§ **Текст страницы**:
_ _ _ _ _ _ _

Из дневников
Конец 1970-х гг.
<…> Я всегда знал, что театр – это хороший режиссер и небольшая группа отличных актеров, его учеников. Вот эта небольшая, стройная, компактная группа и есть театр. В любом, даже огромном, художественном учреждении, где один пласт актеров сменяется другим, и образуется рельеф, подобный рельефу земли, даже в таком огромном учреждении – есть небольшая группа и ее лидер, которая и есть театр. Но иногда все так спутывается, смешивается, засоряется, что наступает подобие хаоса. Из этого хаоса тоже могут иногда возникать интересные спектакли, но это, к сожалению, бывает редко. Потому что театр по своей природе никак не хаотичен.
Спектакль, как любое художественное произведение, должен быть пронизан гармонией. А чтобы добиться торжества гармонии, необходим душевный порядок. Не спокойствие, не душевная вялость (это совсем другое), а душевный порядок. Такой порядок, когда люди полностью понимают друг друга, согласны друг с другом и доверяют друг другу.
Кроме того, сквозь спектакль должны светить люди, должны ощущаться их страдания, их радость, их идеи. Когда спектакль создан в хаосе – в нем при всей открытости остается запутанность, загруженность, и обязательно что-то вылезает лишнее. В нем нет настоящей гармонии, а значит, нет и красоты. И все из-за того, что многие часто просто забывают, что такое театр.
Спорят, ссорятся, интригуют, а на самом деле следовало бы просто расходиться. Но это трудно, рисковать и уходить никто не хочет. Куда? Зачем? Пускай уходят другие. Так думает каждый, заботясь в первую очередь, конечно, не об искусстве, а о самом себе. Это, может быть, и естественно для каждого, но для искусства губительно.

_ _ _ _ _ _ _

§ **Выдержки из материала**:

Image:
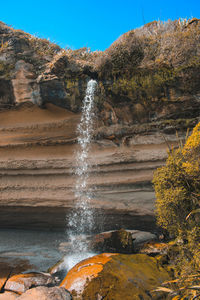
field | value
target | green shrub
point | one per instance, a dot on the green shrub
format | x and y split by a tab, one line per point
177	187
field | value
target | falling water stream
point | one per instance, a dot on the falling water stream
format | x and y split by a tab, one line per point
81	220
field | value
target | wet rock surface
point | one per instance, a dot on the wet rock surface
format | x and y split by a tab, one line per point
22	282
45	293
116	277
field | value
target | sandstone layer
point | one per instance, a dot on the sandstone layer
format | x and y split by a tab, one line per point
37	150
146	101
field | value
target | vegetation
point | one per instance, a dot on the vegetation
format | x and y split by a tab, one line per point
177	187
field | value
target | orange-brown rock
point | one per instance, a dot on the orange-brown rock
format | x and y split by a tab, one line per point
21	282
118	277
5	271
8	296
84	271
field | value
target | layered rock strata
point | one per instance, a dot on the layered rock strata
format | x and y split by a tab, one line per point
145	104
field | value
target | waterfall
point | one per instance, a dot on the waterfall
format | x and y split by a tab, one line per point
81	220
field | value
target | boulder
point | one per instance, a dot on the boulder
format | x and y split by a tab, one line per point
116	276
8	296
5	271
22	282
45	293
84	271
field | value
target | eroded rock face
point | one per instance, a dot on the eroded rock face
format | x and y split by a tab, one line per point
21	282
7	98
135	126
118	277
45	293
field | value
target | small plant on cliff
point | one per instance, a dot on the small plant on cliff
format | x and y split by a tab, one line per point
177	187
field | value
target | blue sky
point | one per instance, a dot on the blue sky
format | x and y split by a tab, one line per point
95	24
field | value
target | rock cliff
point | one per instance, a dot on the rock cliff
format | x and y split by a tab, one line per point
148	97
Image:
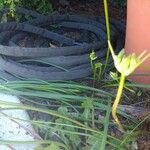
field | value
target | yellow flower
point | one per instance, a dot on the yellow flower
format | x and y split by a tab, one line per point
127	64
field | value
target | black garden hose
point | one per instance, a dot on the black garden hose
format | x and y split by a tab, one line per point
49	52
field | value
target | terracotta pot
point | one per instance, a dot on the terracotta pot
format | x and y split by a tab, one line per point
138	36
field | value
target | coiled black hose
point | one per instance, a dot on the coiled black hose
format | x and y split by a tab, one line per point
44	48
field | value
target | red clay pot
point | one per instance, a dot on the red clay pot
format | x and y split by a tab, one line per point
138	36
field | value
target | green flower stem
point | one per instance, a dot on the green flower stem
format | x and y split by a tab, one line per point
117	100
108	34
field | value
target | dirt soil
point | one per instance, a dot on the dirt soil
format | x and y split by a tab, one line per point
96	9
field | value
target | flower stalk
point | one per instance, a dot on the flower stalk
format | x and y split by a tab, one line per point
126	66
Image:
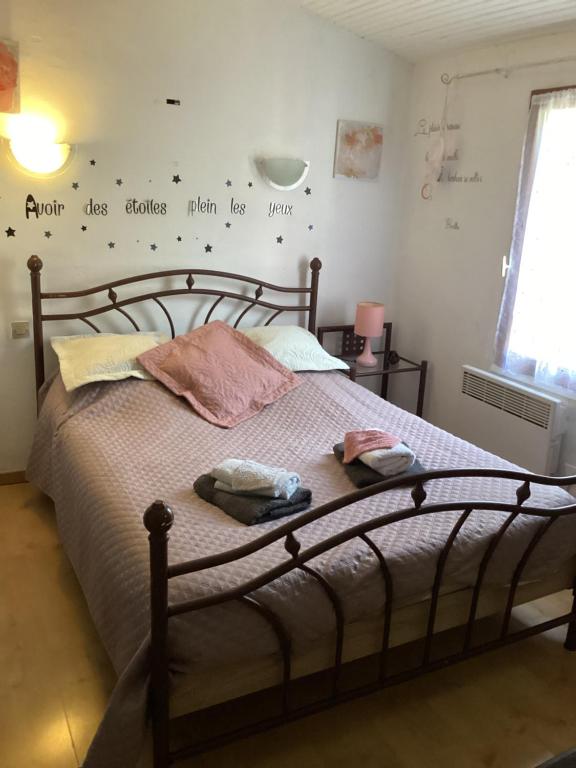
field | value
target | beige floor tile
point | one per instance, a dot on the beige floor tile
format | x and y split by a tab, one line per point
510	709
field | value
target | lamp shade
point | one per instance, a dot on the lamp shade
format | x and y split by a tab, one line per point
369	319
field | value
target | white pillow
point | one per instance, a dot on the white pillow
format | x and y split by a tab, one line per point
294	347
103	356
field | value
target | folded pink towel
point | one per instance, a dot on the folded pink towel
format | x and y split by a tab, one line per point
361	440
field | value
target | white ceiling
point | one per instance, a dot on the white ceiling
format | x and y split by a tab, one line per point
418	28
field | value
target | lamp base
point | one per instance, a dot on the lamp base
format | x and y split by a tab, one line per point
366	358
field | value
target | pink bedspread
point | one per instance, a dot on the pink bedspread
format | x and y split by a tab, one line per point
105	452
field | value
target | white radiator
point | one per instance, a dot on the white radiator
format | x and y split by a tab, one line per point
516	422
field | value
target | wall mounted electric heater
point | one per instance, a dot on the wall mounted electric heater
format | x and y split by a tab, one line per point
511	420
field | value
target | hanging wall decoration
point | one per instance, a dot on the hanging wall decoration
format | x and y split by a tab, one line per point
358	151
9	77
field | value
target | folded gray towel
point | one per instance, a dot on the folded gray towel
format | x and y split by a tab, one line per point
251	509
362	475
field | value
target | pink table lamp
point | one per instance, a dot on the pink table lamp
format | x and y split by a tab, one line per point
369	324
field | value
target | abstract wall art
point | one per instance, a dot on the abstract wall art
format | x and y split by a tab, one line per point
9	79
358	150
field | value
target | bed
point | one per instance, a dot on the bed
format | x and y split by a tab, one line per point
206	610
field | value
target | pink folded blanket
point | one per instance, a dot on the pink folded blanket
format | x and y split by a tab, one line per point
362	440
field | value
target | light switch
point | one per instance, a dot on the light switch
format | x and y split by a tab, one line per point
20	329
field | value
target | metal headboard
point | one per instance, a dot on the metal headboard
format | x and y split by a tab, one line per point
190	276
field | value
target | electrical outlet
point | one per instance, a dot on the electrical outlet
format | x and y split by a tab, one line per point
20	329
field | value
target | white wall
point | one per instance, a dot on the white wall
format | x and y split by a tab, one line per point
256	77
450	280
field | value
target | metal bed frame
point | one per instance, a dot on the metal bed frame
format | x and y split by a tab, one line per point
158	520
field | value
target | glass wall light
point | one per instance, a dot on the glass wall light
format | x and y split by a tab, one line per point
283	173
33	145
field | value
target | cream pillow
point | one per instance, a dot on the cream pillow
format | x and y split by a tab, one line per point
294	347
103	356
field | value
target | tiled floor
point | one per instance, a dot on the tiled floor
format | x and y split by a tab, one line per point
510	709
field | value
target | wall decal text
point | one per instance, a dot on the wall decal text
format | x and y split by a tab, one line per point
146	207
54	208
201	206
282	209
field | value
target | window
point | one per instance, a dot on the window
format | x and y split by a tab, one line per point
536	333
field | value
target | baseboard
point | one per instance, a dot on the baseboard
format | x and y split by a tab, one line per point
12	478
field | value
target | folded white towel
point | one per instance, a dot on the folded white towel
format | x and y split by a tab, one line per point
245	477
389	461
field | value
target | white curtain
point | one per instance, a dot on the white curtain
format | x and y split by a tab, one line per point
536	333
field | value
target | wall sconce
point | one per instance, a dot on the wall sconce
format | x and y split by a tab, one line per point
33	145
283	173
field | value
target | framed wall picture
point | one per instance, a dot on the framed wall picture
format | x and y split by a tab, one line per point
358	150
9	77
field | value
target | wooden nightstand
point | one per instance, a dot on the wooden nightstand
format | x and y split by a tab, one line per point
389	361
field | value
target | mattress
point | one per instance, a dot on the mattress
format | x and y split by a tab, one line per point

_ _ _ _ _ _ _

§ **Что сделать**:
• 1. Ответьте на вопросы по дневниковой записи о театре, отмечая ответы теми же буквами.
(а) Из кого, согласно записи, состоит театр?
(б) Что требуется, чтобы добиться торжества гармонии в спектакле?
(в) Для чего губительно то, что каждый заботится прежде всего о себе?
• 2. Продолжите, пожалуйста, дневниковую запись о театре с того места, где она обрывается.

§ **Ответы к заданиям**:
• 1.
(а) Из хорошего режиссера и небольшой группы отличных актеров, его учеников.
(б) Душевный порядок.
(в) Для искусства.

• 2.
Теперь, мне кажется, даже стали проповедовать мысль, что в театре не долж-но быть единства. В результате – десяток несходных кружочков, несходных мнений. Но ни один из кружочков даже не может претендовать на то, чтобы именоваться театром, как осколочек не может претендовать на то, чтобы его считали вазой.
И еще одна странная мысль появилась. Когда нет настоящего притока новых режиссерских сил, тогда возникает так называемый актерский режиссер. Он создает безрежиссерский спектакль, и работники театра даже радуются: вот, наконец, спектакль без надоевшего “диктатора”. Но это так называемая внутренняя радость. И только. Не исключено, конечно, что некий актер, освободившийся от “гнета”, вдруг выявит свои грандиозные возможности. И все же, современное состояние театра требует особой необыкновенной цельности произведения.
Пьесу пишет один человек, а разыгрывают ее 10-15 актеров, оформляет художник и композитор пишет музыку. Чтобы все не расползалось, не разъезжалось от этого многообразия, должна быть удивительная сработанность. Мало крепкой руки или азарта – может получиться что-то грубо организованное, выражающее только то, что человек сделал эту работу азартно и что он обладает волей. Воля бывает очень часто такой глупой, будто безвольной. А на самом деле часто тишина определяет все. Глубокая, сосредоточенная тишина.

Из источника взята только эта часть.